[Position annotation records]
.....

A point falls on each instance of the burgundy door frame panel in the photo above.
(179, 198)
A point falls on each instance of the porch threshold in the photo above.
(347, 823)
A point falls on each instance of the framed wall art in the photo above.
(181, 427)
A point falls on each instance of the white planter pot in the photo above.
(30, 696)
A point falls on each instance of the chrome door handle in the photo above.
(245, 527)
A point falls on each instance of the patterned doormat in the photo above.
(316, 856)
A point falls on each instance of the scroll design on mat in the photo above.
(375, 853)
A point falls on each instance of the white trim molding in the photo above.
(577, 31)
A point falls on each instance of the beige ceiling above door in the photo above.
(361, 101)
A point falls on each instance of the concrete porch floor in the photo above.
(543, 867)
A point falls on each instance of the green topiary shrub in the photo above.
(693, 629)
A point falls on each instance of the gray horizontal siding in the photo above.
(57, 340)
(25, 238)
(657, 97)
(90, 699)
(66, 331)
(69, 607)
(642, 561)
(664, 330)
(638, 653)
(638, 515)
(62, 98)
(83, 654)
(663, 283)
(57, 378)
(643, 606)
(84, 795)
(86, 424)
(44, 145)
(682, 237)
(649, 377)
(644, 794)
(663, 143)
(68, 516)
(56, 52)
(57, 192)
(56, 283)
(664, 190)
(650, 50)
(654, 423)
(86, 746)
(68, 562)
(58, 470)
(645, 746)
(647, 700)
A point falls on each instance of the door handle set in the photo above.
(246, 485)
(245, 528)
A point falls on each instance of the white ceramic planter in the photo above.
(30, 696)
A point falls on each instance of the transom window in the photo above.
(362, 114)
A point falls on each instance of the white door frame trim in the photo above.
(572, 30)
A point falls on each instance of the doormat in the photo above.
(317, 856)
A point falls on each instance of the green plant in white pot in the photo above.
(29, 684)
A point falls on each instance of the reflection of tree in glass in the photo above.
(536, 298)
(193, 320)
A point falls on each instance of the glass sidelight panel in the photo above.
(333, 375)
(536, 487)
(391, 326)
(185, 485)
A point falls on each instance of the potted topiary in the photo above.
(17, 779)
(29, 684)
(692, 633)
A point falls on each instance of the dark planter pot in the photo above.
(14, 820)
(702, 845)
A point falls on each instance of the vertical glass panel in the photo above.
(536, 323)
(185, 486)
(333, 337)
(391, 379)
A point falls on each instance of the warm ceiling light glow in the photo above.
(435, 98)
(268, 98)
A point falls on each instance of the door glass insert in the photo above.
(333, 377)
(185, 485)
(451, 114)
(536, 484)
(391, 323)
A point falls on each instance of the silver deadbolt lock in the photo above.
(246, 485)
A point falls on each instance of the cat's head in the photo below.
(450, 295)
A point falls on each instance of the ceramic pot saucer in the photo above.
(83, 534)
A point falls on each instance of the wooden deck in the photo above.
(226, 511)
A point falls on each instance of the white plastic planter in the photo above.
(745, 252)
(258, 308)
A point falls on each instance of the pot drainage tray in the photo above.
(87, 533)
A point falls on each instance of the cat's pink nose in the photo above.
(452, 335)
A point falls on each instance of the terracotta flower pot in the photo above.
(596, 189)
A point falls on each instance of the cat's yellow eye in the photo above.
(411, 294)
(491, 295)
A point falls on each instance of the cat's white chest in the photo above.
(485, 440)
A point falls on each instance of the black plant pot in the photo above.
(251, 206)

.....

| Written exercise |
Copy every one of the records above, line for line and without any changes.

| Complete answer |
A point falls on each instance of the burgundy door frame panel in the photo above.
(179, 198)
A point falls on each instance of the porch threshold in the photo above.
(347, 823)
A point falls on each instance of the framed wall art in the photo above.
(181, 427)
A point falls on each instance of the white planter pot in the photo above.
(30, 696)
A point falls on each instance of the chrome door handle in the photo above.
(245, 527)
A point falls on each instance of the patterned doormat in the photo above.
(316, 856)
A point falls on each instance of the scroll design on mat in the photo above.
(375, 853)
A point falls on each instance of the white trim molding in the photo above.
(577, 31)
A point falls on each instance of the beige ceiling above door in the photo above.
(361, 101)
A point falls on each instance of the concrete porch floor in the photo above.
(543, 867)
A point falls on each instance of the green topiary shrub in the photo above.
(693, 629)
A point falls on each instance of the gray horizontal siding in the photo above.
(57, 340)
(25, 238)
(657, 97)
(90, 699)
(66, 331)
(69, 607)
(642, 561)
(664, 330)
(638, 653)
(638, 515)
(62, 98)
(83, 654)
(663, 283)
(57, 378)
(643, 606)
(84, 795)
(86, 424)
(44, 145)
(682, 237)
(649, 377)
(644, 794)
(663, 143)
(68, 516)
(56, 52)
(57, 192)
(56, 283)
(664, 190)
(650, 50)
(654, 423)
(86, 746)
(68, 562)
(58, 470)
(645, 746)
(647, 700)
A point falls on each instance of the door handle set in the photo above.
(246, 485)
(245, 528)
A point falls on each instance of the white ceramic planter in the photo above.
(30, 696)
A point falls on each instance of the transom window in the photo above.
(362, 114)
A point falls on each instance of the white door frame trim in the photo above.
(572, 30)
A point falls on each instance of the doormat in the photo above.
(317, 856)
A point falls on each instance of the green plant in white pot in the photo above.
(29, 684)
A point falls on each instance of the reflection of tree in glass in the photo above.
(536, 298)
(193, 320)
A point falls on each instance of the glass sidelight panel in the photo above.
(333, 375)
(536, 487)
(391, 326)
(185, 485)
A point falls on each instance of the potted topiary in the photo above.
(17, 779)
(29, 684)
(692, 633)
A point falls on each instance of the dark planter pot in the photo above.
(14, 820)
(702, 845)
A point falls on each instance of the vertical glass panel in the photo above.
(536, 323)
(185, 486)
(333, 337)
(391, 379)
A point falls on each instance of the warm ceiling light glow in the photo above.
(435, 98)
(268, 98)
A point falls on each instance of the door glass insert in the photo above.
(333, 377)
(185, 485)
(451, 114)
(536, 484)
(391, 323)
A point falls on each instance of the silver deadbolt lock in the photo above.
(246, 485)
A point falls on each instance of the cat's head in the photo below.
(450, 295)
A point falls on each instance of the ceramic pot saucer in the photo above.
(83, 534)
A point falls on each instance of the wooden deck in the photo above.
(226, 511)
A point falls on each instance of the white plastic planter in the photo above.
(745, 252)
(258, 308)
A point falls on each instance of the pot drainage tray in the photo above.
(87, 533)
A point falls on each instance of the cat's pink nose in the photo above.
(452, 335)
A point falls on each instance of the terracotta flower pot in the photo above.
(596, 189)
A point falls on each instance of the cat's yellow eye in the photo above.
(411, 294)
(491, 295)
A point falls on each instance of the cat's white chest in the photo above.
(485, 440)
A point falls on each instance of the black plant pot in the photo above.
(251, 206)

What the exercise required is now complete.